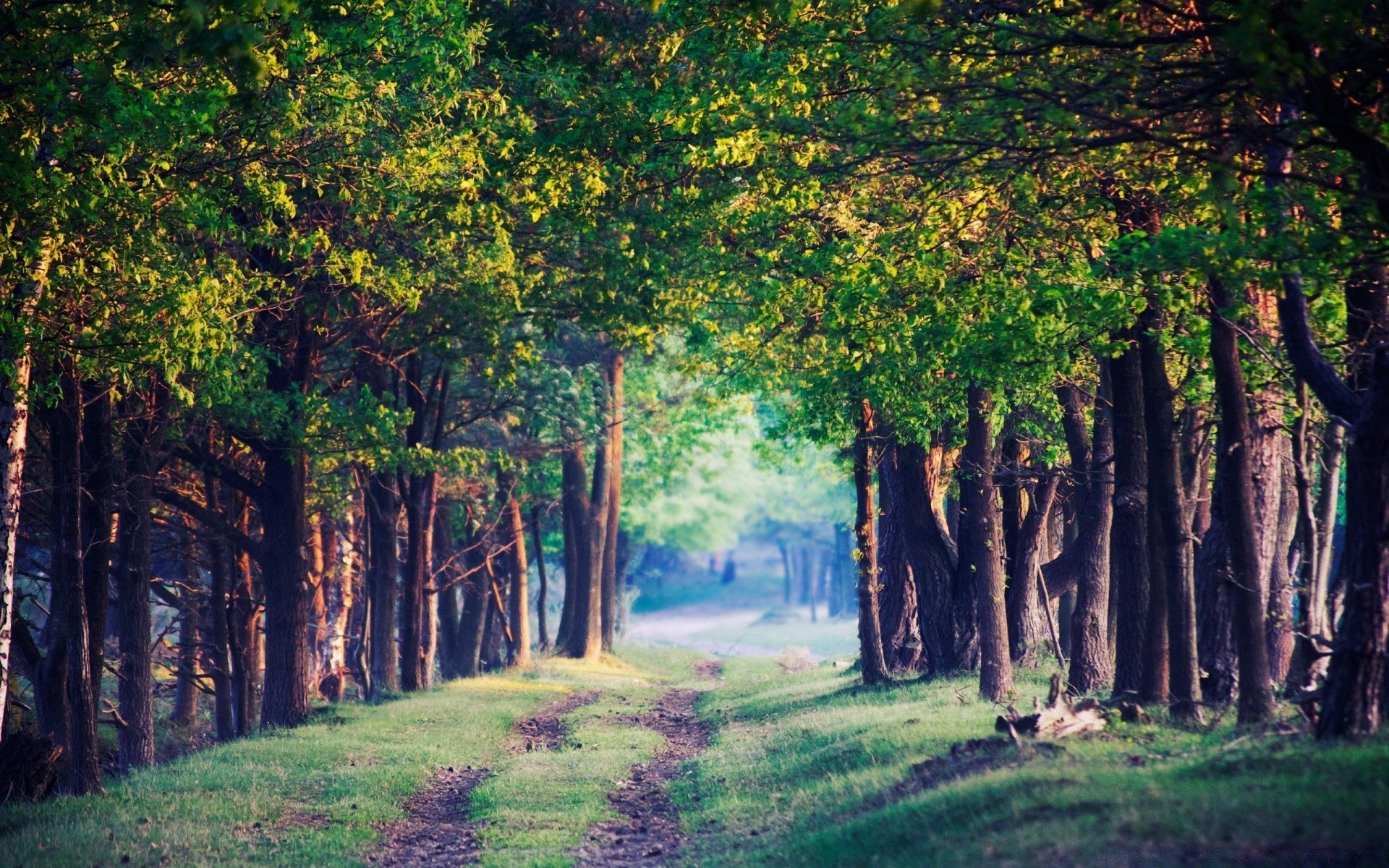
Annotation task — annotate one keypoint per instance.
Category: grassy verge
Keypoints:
(803, 773)
(315, 795)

####################

TASK GOAL: Rewrite the entries above with "grassy verge" replaced by "road shoulder", leaving everything else unchanged and omitting the pictures.

WRITTEN ANSWER:
Annotation task — annotate one keypoint per instance.
Category: road shoulder
Keypoints:
(803, 773)
(315, 795)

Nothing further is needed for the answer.